A cautela quanto à viabilidade e requisitos da ação rescisória sempre foi um tema nebuloso. Antes mesmo da criação de um código de processo civil nacional, diversos estados brasileiros, ante à possibilidade de regularem normas processuais¹, possuíam, em seus códigos, mecanismos para afastar o aspecto imutável da decisão transitada em julgado, como por exemplo a utilização de embargos à execução².

Com a Constituição de 1934, a competência para legislar em matéria processual civil passou a ser da União³. Posteriormente, o Código de Processo Civil de 1939 confirmou a ação rescisória como o meio de impugnação da coisa julgada⁴. Tal ação foi mantida no diploma processual de 1973, com algumas mudanças substanciais⁵, como a imposição de depósito prévio de 5% sobre o valor da causa, para fins de interposição do instrumento rescisório.

Com muita razão, a exigência do depósito prévio foi mantida no Código de Processo Civil de 2015⁶. Contudo, há diversas questões que precisam ser analisadas no bojo do depósito prévio, particularmente em face do uso da ação rescisória por empresas em recuperação judicial.

Conforme orientação doutrinária⁷, o depósito prévio visa desestimular o ajuizamento de demandas rescisórias, a fim de evitar mácula à segurança da coisa julgada.

Não se discute a constitucionalidade do depósito prévio, até mesmo porque o Supremo Tribunal Federal já se debruçou sobre o tema e firmou a tese, segundo a qual “É constitucional a fixação de depósito prévio como condição de procedibilidade da ação rescisória”⁸.

Para fixar a tese, os ministros, acompanhando o relator, ministro Roberto Barroso, se basearam na mesma premissa doutrinária. Veja-se:

“É inegável que a norma ora em exame constitui uma tentativa de graduar os incentivos para evitar a propositura irresponsável de ações rescisórias. Ainda que o acesso à justiça seja um importante direito fundamental, todo e qualquer postulante deve litigar de forma responsável. Além disso, não se pode esquecer que a ação rescisória possui caráter excepcionalíssimo, uma vez que restringe a segurança jurídica instrumentalizada pela coisa julgada. A partir do momento que se banaliza a ação rescisória, a coisa julgada é enfraquecida e a confiança que os cidadãos têm sobre uma decisão judicial definitiva é fortemente abalada⁹.

**Requisitos do exercício**
**A.** No texto sobre a ação rescisória, qual era o percentual do depósito prévio que o Código de Processo Civil de 1973 impôs sobre o valor da causa?
**B.** Estenda o texto sobre a ação rescisória a partir da última frase apresentada.

**Listagem fornecida**
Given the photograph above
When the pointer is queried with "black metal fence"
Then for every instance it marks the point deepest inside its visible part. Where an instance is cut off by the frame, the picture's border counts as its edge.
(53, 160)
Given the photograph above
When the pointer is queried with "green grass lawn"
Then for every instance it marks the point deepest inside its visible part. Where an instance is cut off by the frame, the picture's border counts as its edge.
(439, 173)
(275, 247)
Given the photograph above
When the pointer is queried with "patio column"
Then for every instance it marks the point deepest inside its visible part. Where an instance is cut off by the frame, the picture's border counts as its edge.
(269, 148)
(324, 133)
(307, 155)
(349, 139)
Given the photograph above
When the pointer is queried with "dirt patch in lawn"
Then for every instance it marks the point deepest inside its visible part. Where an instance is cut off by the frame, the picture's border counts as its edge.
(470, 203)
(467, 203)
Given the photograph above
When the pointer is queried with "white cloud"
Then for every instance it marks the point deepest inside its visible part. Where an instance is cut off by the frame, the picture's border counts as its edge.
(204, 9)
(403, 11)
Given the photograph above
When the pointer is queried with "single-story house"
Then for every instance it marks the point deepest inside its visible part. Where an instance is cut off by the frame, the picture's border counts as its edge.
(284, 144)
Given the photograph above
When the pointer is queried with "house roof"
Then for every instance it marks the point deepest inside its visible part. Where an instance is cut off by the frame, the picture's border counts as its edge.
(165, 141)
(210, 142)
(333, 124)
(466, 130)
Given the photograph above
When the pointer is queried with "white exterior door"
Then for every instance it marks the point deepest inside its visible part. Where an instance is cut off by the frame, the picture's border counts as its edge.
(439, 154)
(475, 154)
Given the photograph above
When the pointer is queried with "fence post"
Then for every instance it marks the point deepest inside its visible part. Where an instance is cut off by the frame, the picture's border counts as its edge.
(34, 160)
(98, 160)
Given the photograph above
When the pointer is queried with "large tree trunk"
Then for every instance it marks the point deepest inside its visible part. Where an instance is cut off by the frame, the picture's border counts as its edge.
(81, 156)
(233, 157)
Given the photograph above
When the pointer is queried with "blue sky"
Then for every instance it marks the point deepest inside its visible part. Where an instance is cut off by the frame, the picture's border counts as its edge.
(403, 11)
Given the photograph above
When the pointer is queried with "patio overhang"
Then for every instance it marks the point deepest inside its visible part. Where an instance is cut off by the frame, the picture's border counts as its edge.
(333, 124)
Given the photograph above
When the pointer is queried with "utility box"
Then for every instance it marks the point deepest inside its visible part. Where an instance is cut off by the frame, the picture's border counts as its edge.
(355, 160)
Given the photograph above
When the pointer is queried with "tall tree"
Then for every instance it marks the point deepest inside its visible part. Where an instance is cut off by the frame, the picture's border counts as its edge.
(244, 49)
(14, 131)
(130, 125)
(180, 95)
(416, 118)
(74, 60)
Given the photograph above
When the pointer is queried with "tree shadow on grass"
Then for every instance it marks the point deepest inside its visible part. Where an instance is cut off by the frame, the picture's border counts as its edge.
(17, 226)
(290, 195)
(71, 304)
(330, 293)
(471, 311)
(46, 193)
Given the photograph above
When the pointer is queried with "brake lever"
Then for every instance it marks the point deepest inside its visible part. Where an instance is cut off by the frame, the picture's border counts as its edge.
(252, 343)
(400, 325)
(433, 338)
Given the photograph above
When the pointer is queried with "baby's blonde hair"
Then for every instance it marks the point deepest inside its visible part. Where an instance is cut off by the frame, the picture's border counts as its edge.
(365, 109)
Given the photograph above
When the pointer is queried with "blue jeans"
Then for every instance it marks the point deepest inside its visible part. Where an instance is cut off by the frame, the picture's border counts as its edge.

**Respostas dadas**
**A.** 5% sobre o valor da causa.

**B.**
Malgrado o legislador tenha instituído uma “trava” no valor máximo do depósito prévio¹⁰, entende-se que a necessidade do depósito prévio precisa ser balizada diante do caso concreto, mormente nos casos de empresas em recuperação judicial.

Não se desconhece o posicionamento dos Tribunais Superiores acerca das hipóteses de dispensa do recolhimento do depósito prévio em ação rescisória, diante da justiça gratuita¹¹ ¹² ou no caso de o autor ser massa falida¹³. Ocorre que empresas em recuperação judicial não se enquadram na benesse para massas falidas¹⁴ e muitas vezes não conseguem provar os requisitos para gratuidade de justiça¹⁵ ¹⁶.

A Lei 11.101/2005, que disciplina a recuperação judicial, apresenta como princípios basilares a preservação da empresa, a proteção aos trabalhadores, e por fim, os interesses dos credores¹⁷. Ou seja, a recuperação judicial, sob a análise econômica mais ampla, “pode significar ganhos sociais mais efetivos, numa análise econômica mais ampla, à medida que a manutenção do empreendimento pode implicar significativa manutenção de empregos, geração de novos postos de trabalho, movimentação da economia, manutenção da saúde financeira de fornecedores, entre inúmeros outros ganhos”¹⁸.

Isto posto, há que se ponderar até que ponto é viável para a manutenção da empresa e dos trabalhadores, o depósito prévio como requisito para o ajuizamento de ação rescisória.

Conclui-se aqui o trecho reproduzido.